Instructions to follow> A verbatim transcription of every record below is required.

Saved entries

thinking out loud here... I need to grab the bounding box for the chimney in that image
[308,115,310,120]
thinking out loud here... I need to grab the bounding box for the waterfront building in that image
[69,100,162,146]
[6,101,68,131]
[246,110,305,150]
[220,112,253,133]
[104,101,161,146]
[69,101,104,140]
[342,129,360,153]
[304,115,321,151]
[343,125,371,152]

Task answer>
thinking out loud here... I need to grab the bounding box for the chimney in that image
[308,115,310,120]
thinking out loud here... I need to grab the bounding box for the waterfront building in that image
[69,100,162,146]
[6,101,68,131]
[246,110,305,150]
[220,112,253,133]
[104,101,161,146]
[69,101,104,140]
[342,129,360,153]
[304,115,321,151]
[343,125,371,152]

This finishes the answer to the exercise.